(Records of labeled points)
◇ ◇ ◇

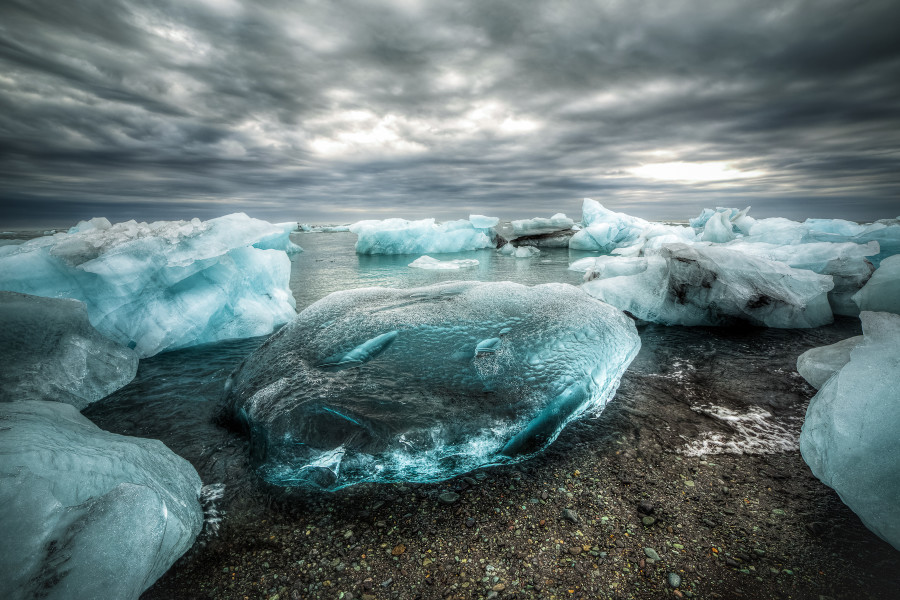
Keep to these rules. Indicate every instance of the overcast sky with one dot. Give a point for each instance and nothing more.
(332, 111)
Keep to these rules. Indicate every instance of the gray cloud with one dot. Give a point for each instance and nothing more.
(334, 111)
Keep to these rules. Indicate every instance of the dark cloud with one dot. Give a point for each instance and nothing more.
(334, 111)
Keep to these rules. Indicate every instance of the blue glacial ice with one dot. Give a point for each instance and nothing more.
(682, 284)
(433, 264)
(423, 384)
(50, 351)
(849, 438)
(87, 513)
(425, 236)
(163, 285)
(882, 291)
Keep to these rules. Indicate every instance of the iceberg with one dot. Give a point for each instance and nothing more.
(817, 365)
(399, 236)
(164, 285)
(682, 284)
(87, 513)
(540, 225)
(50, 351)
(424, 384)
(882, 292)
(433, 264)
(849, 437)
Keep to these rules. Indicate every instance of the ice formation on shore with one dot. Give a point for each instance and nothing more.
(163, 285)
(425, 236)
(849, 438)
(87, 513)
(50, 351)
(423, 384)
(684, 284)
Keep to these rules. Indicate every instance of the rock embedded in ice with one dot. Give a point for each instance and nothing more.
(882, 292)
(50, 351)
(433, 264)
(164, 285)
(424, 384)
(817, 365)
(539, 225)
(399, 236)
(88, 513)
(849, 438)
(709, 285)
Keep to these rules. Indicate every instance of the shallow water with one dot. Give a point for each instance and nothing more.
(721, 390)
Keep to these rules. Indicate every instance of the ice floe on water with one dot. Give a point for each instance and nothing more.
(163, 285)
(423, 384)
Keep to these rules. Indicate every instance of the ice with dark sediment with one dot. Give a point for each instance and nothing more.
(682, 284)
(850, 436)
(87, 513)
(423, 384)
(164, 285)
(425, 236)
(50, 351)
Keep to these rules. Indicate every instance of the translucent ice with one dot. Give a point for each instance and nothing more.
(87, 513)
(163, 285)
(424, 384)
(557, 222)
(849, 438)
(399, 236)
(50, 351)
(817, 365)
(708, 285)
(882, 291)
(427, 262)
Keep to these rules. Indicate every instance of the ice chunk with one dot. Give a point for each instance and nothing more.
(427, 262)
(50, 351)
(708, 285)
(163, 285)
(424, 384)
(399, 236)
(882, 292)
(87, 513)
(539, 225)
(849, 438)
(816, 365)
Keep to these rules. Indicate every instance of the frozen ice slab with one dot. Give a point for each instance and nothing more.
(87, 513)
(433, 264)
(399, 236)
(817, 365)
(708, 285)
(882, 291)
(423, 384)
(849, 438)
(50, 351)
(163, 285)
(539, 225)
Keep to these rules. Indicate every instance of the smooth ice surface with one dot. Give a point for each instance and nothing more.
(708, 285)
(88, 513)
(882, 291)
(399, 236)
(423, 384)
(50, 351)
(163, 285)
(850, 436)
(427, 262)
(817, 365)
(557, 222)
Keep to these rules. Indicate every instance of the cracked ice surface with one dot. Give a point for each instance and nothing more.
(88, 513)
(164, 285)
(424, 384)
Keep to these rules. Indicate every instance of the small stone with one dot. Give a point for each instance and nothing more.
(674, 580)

◇ ◇ ◇

Reproduce all of the data above line for line, omitting the pictures from your reply.

Keep to these rules. Indicate every instance of the overcast sky with one dot. Give a point for each instance and nothing more.
(332, 111)
Keep to these rules. Indicate every instance of the gray cloud with one dot. Give a point for each instance and nothing more.
(334, 111)
Keep to these rules. Indicate every instance of the dark cloud with one dot. Give a point for each instance and nothing more.
(334, 111)
Keep to these rules. Indicate every instance of the blue glacial ice with one dot. Give a point for each instance and nothing more.
(682, 284)
(433, 264)
(423, 384)
(50, 351)
(849, 438)
(87, 513)
(425, 236)
(163, 285)
(882, 291)
Keep to these rules. Indicate every instance of the iceberg with one dot. Give a point for each instance and nothing more.
(817, 365)
(399, 236)
(164, 285)
(682, 284)
(87, 513)
(540, 225)
(50, 351)
(424, 384)
(882, 292)
(433, 264)
(849, 437)
Keep to these rules. Indicate every instance of the ice formation on shore with one dot. Give a point for each instance and nothing more.
(163, 285)
(425, 236)
(849, 438)
(87, 513)
(50, 351)
(423, 384)
(684, 284)
Keep to these rules. Indicate every instance of the rock embedded in ice with one dot. Give a point for each instance and nothing more.
(882, 292)
(50, 351)
(433, 264)
(164, 285)
(424, 384)
(817, 365)
(539, 225)
(399, 236)
(88, 513)
(849, 438)
(709, 285)
Keep to these rules. Indicate every instance of the shallow water with one dot. Give a point for each instance and nothing more.
(721, 390)
Keep to these rules. Indicate every instance of the ice floe on water with one dot. Give a point for each instance and nothing more.
(163, 285)
(423, 384)
Keep to these rules. Indicate every instance of the ice with dark sediment with one dot. Give a point for each instance and nothing more.
(682, 284)
(850, 436)
(87, 513)
(423, 384)
(164, 285)
(425, 236)
(50, 351)
Keep to these rules. Indicate every instance of the translucent ice with one dot. Give a point for each instance and nothing more.
(87, 513)
(163, 285)
(424, 384)
(557, 222)
(849, 438)
(399, 236)
(50, 351)
(817, 365)
(708, 285)
(882, 291)
(427, 262)
Keep to these rules. Indicate every instance of the ice chunk with one dot. Give a point for each instance and nothing more.
(427, 262)
(50, 351)
(708, 285)
(163, 285)
(424, 384)
(399, 236)
(882, 292)
(87, 513)
(539, 225)
(849, 438)
(816, 365)
Keep to these rules. Indicate every instance of the frozen ice slab with one dot. Give a point for each instance and nothing more.
(87, 513)
(433, 264)
(399, 236)
(817, 365)
(708, 285)
(882, 291)
(423, 384)
(849, 438)
(50, 351)
(163, 285)
(539, 225)
Keep to these rules. Indicate every instance of the smooth ice surface with one dot. Give a point for each instance and nothing more.
(708, 285)
(88, 513)
(882, 291)
(399, 236)
(423, 384)
(50, 351)
(163, 285)
(850, 436)
(427, 262)
(817, 365)
(557, 222)
Keep to these rules. Indicate every instance of the cracked ice surface with one dot. Give a point for each instance and nothing more.
(88, 513)
(164, 285)
(424, 384)
Keep to these rules. Indicate every instance of the small stone with one dot. Give a point for each instance and nothing more.
(674, 580)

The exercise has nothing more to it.